* **Extrait à lire**:
Alors que notre société parle ouvertement de libido et de prouesses érotiques, les tabous restent coriaces en matière de santé sexuelle. La plupart des personnes affectées traversent cette épreuve dans la honte et le silence. Pourtant, les maladies du sexe et de l’amour touchent toutes les orientations, toutes les tranches d’âges, toutes les réalités. Personne n’est épargné.
Chlamydia
Très fréquente, la chlamydia connaît une hausse constante depuis de nombreuses années. Selon les données de 2018, le nombre de femmes qui en souffrent continue de grimper en flèche, surtout chez les plus âgées. On observe ainsi une augmentation de 25 % chez les femmes de 25 à 29 ans, de 34 % chez les 30 à 39 ans et de 100 % chez les 45 à 64 ans, soit la hausse la plus marquée. Lueur d’espoir au bout du tunnel: on anticipe une diminution du nombre de cas féminins pour 2019. Il s’agirait alors de la première baisse observée chez les femmes depuis les dix dernières années. Une petite victoire.

(Entrées de données enregistrées)
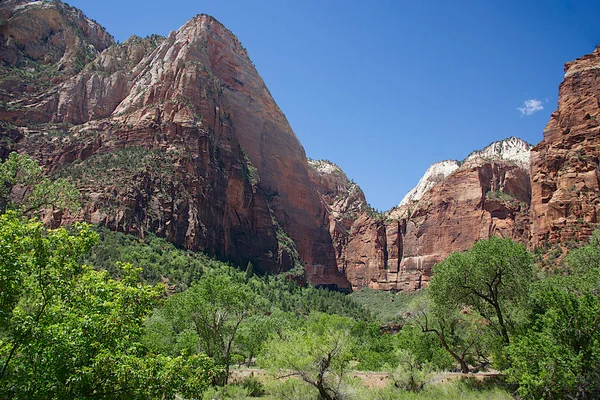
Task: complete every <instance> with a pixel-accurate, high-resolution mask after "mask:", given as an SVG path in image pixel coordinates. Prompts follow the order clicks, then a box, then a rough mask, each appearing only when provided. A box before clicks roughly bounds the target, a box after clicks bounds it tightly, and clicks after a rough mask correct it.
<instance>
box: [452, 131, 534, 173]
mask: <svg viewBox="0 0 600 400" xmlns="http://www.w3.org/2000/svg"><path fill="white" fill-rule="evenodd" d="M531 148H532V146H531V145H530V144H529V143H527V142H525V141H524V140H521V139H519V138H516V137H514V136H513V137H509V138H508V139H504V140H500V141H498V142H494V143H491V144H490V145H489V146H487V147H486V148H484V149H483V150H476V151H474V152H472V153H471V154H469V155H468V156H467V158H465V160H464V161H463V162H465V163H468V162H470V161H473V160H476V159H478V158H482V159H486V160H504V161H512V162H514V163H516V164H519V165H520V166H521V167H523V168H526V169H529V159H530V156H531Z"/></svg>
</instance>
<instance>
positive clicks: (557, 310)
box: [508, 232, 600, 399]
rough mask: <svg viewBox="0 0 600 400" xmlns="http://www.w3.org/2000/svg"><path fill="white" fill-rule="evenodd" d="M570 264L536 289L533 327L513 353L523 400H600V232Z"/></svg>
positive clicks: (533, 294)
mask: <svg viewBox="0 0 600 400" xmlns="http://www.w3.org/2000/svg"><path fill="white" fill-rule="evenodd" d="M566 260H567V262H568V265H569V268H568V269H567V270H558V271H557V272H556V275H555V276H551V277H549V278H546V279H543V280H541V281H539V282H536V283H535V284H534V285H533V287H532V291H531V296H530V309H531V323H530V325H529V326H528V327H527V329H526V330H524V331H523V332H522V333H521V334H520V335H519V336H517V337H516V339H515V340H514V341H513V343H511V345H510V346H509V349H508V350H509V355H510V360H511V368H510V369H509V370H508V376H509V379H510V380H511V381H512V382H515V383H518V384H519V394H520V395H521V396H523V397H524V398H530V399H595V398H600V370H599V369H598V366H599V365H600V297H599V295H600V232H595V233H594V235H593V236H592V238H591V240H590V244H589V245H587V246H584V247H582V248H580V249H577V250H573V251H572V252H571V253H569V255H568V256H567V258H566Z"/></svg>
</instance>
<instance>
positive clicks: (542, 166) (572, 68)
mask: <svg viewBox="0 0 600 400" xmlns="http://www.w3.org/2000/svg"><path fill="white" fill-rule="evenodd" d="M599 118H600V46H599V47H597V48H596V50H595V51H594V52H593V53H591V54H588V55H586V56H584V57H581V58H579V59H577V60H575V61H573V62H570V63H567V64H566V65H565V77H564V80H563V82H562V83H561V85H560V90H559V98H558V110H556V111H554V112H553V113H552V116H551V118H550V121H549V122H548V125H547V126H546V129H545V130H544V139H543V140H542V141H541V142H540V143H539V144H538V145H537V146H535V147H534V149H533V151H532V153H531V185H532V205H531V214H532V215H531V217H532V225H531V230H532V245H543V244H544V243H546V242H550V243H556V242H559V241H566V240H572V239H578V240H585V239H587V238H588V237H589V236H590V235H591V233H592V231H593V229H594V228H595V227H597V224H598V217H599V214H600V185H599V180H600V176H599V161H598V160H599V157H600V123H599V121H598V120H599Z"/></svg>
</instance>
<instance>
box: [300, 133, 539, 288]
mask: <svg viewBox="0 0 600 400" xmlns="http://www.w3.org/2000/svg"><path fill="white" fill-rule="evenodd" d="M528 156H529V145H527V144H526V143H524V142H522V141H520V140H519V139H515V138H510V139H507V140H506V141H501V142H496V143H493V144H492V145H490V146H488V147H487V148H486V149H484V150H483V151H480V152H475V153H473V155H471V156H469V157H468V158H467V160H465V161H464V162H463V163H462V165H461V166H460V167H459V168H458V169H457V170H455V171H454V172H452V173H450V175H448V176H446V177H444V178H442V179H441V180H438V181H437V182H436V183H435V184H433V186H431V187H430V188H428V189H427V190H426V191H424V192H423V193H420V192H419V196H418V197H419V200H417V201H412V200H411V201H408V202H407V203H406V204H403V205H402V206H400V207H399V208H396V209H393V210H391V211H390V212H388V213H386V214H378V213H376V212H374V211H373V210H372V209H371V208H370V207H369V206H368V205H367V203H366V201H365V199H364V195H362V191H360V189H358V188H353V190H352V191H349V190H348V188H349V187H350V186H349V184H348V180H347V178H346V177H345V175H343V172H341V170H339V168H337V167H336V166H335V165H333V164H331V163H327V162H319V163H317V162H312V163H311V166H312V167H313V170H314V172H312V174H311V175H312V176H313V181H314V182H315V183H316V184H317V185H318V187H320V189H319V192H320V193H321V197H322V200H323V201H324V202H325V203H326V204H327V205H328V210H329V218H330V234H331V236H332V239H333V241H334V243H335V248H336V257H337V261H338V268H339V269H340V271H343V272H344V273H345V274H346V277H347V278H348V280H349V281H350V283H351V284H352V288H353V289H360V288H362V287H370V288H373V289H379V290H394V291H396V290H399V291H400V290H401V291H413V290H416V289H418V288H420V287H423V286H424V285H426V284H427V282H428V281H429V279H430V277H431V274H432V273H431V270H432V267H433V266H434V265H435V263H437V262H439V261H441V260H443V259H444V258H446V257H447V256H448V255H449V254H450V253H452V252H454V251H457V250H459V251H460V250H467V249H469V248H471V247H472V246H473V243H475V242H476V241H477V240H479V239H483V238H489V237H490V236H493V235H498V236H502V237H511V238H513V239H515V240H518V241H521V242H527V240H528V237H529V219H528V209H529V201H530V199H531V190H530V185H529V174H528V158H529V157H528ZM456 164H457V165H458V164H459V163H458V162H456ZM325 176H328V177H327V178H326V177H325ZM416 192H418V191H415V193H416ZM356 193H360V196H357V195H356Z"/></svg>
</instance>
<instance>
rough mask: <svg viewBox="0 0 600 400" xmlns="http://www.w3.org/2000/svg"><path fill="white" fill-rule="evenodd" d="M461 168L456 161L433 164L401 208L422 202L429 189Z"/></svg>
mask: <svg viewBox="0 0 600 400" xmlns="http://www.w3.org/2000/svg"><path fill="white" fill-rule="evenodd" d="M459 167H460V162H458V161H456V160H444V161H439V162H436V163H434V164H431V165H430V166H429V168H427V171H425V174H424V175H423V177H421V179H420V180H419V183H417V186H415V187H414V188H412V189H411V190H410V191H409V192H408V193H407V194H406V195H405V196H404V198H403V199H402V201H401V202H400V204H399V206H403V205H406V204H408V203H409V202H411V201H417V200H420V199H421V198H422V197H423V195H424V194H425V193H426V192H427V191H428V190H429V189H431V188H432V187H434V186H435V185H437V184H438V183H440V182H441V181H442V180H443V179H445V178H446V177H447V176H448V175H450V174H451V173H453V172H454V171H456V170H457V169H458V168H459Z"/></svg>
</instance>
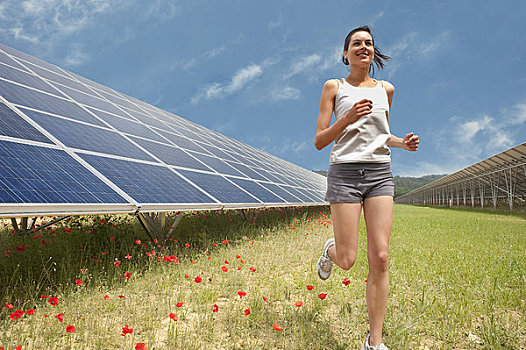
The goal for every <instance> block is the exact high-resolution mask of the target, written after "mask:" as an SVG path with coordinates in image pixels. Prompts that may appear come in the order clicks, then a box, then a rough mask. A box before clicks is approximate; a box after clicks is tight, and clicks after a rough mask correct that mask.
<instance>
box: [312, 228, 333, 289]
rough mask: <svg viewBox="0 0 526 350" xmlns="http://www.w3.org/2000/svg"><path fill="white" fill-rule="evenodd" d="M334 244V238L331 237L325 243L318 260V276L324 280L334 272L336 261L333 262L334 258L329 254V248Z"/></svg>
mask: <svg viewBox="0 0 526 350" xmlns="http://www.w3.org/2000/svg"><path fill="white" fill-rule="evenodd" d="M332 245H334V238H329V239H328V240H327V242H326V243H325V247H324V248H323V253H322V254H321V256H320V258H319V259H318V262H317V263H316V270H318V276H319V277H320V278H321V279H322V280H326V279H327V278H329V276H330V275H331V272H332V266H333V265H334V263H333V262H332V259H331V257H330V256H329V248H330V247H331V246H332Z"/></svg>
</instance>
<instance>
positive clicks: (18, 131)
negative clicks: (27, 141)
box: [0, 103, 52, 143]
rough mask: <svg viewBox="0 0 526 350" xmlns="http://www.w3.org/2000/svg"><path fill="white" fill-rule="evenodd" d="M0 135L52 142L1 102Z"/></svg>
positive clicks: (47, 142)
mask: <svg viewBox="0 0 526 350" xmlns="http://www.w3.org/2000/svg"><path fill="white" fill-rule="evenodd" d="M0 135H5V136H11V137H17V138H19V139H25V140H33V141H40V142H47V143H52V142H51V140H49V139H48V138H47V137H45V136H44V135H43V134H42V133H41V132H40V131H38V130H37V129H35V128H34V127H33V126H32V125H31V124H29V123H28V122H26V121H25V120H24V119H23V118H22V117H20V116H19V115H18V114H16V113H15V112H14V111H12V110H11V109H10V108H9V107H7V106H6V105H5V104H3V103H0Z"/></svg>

* **Consigne 1**:
Pouvez-vous extraire de l'extrait sur la santé sexuelle le passage allant de « Alors que notre » jusqu'à « Personne n’est épargné. » inclus ?
* **Consigne 2**:
Pourriez-vous poursuivre l'extrait sur la santé sexuelle à la suite de sa dernière phrase ?

* **Résultat de l'exercice 1**:
Alors que notre société parle ouvertement de libido et de prouesses érotiques, les tabous restent coriaces en matière de santé sexuelle. La plupart des personnes affectées traversent cette épreuve dans la honte et le silence. Pourtant, les maladies du sexe et de l’amour touchent toutes les orientations, toutes les tranches d’âges, toutes les réalités. Personne n’est épargné.

* **Résultat de l'exercice 2**:
Hépatite B
Enfin des nouvelles encourageantes! Depuis l’introduction du programme de vaccination universel en milieu scolaire, en 1994, les cas d’hépatite B ont diminué considérablement. Instaurée en 2013, la vaccination des nouveau-nés contre l’hépatite B devrait encore augmenter la proportion des personnes protégées contre l’infection.
Hépatite C
Depuis l’an 2000, la baisse constante du taux d’hépatite C a de quoi réjouir. Oui, on note un pic de cas déclarés en 2018, mais il pourrait bien ne constituer qu’une fluctuation aléatoire. Le nombre de cas attendus en 2019 serait d’ailleurs déjà moins élevé que l’année précédente.
Gonorrhée
Ici aussi, les chiffres font mal. Les cas de gonorrhée ont plus que doublé entre 2014 et 2018, avec une hausse particulièrement marquée chez les hommes. Autre fait surprenant: 57 % des cas de 2018 ont été enregistrés dans la région de Montréal. La métropole se distingue nettement (et tristement) du reste du Québec. Cette épidémie est d’autant plus inquiétante qu’elle survient dans un contexte de progression de la résistance aux antibiotiques. Plus que jamais, mieux vaut prévenir que guérir.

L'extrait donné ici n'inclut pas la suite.